> _Problem requirements_:
Below are some entries. Copy each line that holds the string "positive".

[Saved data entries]
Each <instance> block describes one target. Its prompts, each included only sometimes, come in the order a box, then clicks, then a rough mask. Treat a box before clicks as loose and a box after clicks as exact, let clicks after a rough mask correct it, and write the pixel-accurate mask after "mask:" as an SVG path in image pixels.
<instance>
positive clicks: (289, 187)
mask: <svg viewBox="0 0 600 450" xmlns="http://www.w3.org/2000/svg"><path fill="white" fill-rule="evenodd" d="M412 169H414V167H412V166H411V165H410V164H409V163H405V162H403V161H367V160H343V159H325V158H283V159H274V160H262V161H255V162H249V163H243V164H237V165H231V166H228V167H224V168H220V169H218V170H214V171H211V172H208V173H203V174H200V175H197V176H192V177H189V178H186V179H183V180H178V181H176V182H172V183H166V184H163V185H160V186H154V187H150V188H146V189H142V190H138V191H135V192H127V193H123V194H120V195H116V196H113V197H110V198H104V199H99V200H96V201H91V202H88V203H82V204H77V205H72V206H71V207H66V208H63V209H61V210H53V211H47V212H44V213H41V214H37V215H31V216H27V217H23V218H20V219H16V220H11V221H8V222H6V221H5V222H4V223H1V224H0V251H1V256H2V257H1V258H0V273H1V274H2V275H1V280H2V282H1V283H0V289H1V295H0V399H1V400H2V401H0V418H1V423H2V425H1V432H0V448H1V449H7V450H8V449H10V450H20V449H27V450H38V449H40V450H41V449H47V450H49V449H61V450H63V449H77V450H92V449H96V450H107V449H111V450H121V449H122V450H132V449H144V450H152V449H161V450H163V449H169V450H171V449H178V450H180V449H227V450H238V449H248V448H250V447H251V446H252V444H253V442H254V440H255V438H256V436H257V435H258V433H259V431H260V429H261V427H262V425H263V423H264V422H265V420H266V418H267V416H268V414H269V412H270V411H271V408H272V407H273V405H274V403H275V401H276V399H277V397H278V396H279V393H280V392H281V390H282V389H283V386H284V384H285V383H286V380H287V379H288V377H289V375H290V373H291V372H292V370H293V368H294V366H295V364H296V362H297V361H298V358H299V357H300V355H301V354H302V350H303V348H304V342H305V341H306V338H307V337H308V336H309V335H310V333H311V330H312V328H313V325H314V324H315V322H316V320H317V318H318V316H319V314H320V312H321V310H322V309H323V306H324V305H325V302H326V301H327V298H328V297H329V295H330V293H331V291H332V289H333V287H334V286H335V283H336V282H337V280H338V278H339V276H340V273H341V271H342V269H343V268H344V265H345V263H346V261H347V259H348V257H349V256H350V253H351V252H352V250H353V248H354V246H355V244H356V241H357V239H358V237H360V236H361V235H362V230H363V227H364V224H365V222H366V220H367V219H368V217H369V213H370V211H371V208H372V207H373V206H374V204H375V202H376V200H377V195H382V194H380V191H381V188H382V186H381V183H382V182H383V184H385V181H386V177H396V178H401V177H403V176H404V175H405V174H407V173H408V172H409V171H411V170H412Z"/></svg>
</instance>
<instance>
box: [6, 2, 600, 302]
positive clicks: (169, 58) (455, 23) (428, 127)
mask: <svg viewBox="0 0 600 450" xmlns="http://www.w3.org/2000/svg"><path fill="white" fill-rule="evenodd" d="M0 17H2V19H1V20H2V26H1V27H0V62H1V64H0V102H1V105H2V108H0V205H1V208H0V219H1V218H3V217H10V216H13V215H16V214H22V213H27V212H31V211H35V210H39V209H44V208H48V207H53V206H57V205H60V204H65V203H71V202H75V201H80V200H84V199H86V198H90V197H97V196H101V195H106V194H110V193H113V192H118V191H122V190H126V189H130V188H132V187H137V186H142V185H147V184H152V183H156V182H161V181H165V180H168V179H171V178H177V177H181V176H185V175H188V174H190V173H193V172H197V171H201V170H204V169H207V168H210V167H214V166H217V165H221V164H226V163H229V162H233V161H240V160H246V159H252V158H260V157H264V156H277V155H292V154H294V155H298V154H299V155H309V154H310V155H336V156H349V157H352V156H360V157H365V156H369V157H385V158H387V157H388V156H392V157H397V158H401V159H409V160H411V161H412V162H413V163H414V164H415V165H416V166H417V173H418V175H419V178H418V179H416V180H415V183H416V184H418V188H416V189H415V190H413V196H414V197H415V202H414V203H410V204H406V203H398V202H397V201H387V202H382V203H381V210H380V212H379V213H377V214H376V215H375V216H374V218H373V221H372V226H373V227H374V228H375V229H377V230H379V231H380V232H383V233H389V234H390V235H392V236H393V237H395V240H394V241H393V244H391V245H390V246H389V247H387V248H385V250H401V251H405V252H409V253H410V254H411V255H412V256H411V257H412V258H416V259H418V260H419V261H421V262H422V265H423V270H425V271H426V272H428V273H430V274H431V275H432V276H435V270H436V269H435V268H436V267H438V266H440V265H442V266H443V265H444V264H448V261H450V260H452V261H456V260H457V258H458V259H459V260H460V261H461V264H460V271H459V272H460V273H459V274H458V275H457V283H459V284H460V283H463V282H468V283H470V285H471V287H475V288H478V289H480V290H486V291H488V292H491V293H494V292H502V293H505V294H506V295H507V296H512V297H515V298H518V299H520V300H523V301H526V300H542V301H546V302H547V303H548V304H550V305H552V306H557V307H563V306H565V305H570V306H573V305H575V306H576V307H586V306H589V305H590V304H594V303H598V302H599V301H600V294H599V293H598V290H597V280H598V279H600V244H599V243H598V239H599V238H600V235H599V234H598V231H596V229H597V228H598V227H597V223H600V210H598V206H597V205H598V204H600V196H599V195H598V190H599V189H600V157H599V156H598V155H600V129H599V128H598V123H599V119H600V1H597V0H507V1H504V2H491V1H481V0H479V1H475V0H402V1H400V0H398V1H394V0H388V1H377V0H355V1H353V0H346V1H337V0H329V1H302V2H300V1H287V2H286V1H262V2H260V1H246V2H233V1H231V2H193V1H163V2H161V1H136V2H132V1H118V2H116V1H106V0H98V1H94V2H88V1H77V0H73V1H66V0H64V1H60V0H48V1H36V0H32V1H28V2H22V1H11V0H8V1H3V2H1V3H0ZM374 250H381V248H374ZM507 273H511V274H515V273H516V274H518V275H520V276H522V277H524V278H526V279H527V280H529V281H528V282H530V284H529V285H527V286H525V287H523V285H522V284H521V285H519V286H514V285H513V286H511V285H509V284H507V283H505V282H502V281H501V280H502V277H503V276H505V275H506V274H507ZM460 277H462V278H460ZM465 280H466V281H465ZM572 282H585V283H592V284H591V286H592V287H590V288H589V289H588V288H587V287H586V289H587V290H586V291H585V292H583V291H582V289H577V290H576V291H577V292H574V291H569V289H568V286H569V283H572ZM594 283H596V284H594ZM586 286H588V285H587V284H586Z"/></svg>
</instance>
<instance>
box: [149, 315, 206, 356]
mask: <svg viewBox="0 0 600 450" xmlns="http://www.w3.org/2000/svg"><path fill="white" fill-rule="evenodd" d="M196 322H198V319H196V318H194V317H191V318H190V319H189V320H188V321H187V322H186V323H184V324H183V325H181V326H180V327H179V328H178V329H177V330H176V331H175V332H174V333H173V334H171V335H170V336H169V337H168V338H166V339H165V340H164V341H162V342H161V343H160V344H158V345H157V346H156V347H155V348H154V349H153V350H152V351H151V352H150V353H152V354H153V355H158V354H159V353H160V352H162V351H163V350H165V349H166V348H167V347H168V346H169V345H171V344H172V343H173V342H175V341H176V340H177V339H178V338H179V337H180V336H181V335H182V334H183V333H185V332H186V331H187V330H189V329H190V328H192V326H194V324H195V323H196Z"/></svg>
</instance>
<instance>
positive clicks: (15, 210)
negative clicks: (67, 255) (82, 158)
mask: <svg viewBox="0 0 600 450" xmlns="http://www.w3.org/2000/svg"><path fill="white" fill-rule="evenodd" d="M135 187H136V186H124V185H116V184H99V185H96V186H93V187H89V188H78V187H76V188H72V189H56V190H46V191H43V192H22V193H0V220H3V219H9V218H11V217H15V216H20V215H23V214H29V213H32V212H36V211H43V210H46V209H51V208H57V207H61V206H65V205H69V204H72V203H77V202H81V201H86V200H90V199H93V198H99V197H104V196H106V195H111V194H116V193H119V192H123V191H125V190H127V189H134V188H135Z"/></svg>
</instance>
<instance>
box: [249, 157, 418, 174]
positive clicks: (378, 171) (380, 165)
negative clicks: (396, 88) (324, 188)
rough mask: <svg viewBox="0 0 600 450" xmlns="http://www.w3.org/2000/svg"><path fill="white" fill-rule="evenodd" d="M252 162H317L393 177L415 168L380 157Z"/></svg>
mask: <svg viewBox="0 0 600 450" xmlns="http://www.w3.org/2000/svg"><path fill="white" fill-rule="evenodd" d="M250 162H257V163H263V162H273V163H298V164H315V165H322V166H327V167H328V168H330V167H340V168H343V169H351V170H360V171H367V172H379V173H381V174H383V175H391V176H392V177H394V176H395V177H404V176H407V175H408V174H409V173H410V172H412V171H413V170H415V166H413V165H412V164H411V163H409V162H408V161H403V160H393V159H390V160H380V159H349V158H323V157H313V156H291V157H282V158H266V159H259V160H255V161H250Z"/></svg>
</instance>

> _Output of the task_:
positive clicks: (289, 187)
positive clicks: (169, 58) (455, 23) (428, 127)
positive clicks: (15, 210)
positive clicks: (378, 171) (380, 165)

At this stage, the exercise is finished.